- _PROBLEM TO WORK ON_
Rewrite every row below, requests included, multiplying each coordinate in the answers by 1.2 and rounding to whole numbers, with halves rounded up. Leave the numbers in the requests and their format samples unchanged, and omit the pictures.

- _Collection entries_
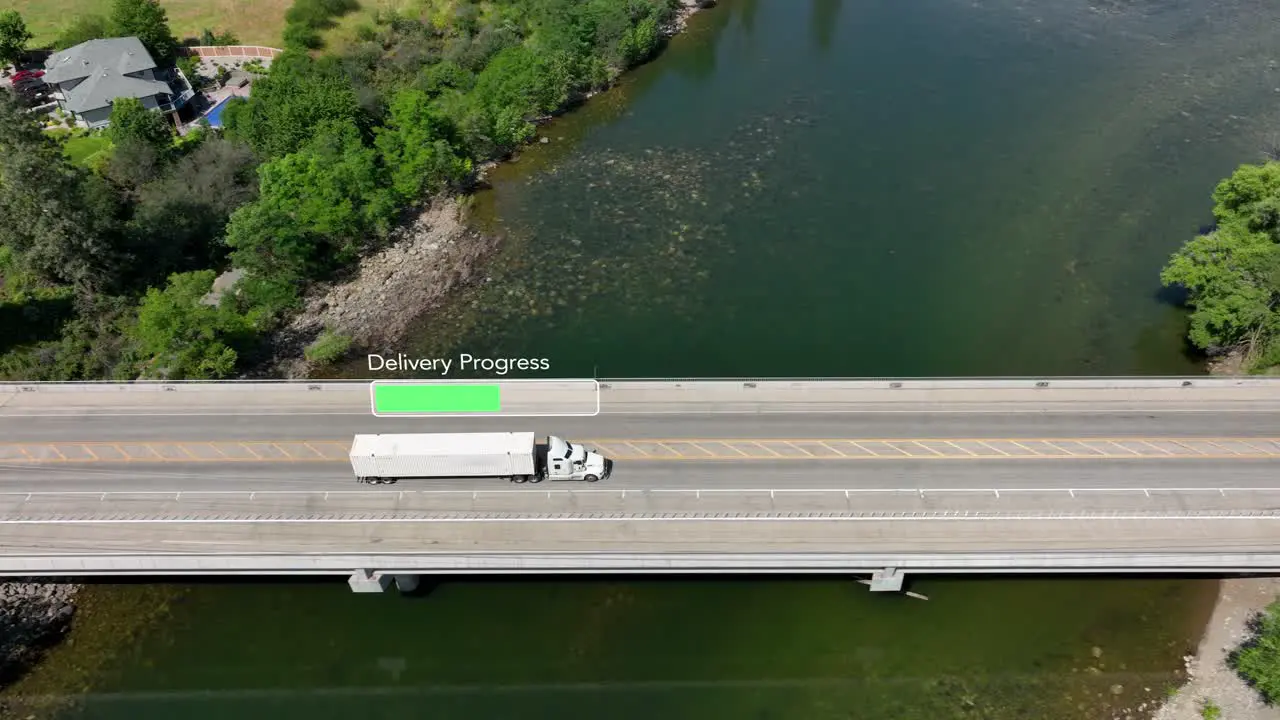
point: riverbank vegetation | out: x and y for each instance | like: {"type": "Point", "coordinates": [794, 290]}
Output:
{"type": "Point", "coordinates": [105, 269]}
{"type": "Point", "coordinates": [1232, 273]}
{"type": "Point", "coordinates": [1258, 659]}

- _SOLUTION_
point: riverbank vegetation | out: x and y for each instance | like: {"type": "Point", "coordinates": [794, 290]}
Output:
{"type": "Point", "coordinates": [126, 323]}
{"type": "Point", "coordinates": [1478, 328]}
{"type": "Point", "coordinates": [1510, 791]}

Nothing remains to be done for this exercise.